Would you please copy exactly the line with "the metal door" and all lines that follow it in the data below, through the last one?

___ Records to use

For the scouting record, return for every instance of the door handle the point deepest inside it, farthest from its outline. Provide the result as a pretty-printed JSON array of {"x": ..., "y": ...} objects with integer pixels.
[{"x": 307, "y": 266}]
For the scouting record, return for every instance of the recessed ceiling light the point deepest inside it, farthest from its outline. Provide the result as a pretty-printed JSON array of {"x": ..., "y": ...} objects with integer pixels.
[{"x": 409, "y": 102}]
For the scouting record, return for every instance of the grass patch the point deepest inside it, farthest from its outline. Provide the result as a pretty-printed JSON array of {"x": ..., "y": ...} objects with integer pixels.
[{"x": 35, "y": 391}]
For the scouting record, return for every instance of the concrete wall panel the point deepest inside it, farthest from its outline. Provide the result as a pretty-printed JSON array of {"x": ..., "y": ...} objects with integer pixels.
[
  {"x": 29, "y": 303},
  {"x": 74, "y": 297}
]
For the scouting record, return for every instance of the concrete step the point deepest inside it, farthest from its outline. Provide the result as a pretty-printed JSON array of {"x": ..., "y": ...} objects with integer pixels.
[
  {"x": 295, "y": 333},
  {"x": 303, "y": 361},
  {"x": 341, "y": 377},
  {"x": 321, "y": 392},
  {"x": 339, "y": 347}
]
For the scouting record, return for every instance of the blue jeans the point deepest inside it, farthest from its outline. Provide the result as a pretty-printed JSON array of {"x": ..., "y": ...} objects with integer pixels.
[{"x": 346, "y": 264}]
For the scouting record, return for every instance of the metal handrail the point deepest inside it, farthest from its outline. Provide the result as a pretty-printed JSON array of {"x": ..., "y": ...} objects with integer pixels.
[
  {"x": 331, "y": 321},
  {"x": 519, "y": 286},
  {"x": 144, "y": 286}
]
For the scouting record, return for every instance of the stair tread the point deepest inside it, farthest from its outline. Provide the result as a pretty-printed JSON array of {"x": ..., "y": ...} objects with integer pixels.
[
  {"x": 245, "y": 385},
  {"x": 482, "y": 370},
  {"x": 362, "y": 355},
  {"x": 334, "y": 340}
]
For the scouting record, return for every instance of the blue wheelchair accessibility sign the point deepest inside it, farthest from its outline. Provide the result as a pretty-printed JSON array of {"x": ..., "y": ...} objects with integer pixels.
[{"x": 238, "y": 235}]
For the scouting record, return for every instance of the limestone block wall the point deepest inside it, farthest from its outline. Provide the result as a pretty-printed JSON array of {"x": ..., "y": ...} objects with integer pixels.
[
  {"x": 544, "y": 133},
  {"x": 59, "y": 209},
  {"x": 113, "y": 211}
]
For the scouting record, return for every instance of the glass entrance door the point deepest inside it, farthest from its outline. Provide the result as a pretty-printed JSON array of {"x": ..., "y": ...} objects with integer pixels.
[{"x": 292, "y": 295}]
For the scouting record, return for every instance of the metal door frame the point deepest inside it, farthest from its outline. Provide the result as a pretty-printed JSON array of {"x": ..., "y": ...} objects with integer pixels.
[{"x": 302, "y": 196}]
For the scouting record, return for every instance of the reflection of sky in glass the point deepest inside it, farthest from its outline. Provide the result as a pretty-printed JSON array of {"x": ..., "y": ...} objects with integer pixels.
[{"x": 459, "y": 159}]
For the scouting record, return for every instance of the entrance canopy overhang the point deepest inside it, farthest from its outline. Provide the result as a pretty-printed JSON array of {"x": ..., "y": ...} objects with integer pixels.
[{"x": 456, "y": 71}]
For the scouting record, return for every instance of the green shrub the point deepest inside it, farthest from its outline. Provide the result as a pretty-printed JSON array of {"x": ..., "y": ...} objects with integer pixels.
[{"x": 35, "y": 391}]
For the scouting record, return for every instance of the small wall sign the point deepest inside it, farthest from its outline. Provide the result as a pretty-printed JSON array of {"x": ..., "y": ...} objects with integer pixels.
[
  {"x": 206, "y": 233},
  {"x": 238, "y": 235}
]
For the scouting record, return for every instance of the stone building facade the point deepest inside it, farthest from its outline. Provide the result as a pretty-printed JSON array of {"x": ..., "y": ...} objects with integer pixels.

______

* Answer section:
For the scouting record, return for every instance of the metal door frame the point deepest inside it, farthest from its outline. Provide the result as a pretty-printed JSON array of {"x": ..., "y": ...} objects with integer pixels.
[{"x": 302, "y": 196}]
For the scouting record, return for every instance of the reflection of sky in glass the point deepest inside it, farthest from its outline. Provide the result as a pretty-printed JSON array of {"x": ..., "y": ...} objects with integer pixels.
[{"x": 459, "y": 159}]
For the scouting record, return for every instance of the entrance canopy overhang the point deepest inside it, farthest from its outline. Provide the result as a pretty-printed JSON array of {"x": ..., "y": ...} objects with integer pixels.
[{"x": 456, "y": 71}]
For the scouting record, return for every instance of the green shrub the point deepest inside it, farthest from its outline. Provide the result as a pretty-printed JSON array of {"x": ..., "y": ...} objects with integer pixels.
[{"x": 35, "y": 391}]
For the scouting record, return for every instance of the small wall sign the point deepest inside it, farthest from its outline. Provide the result as a pretty-printed JSON array of {"x": ..., "y": ...} objects with integer pixels.
[
  {"x": 206, "y": 233},
  {"x": 238, "y": 235}
]
For the scouting record, return for every instance of the stone building facade the point deepest inside it, farthest from its outline. Provide the result as a pretty-printed JSON array of {"x": ..., "y": ...} objects with integer pixels.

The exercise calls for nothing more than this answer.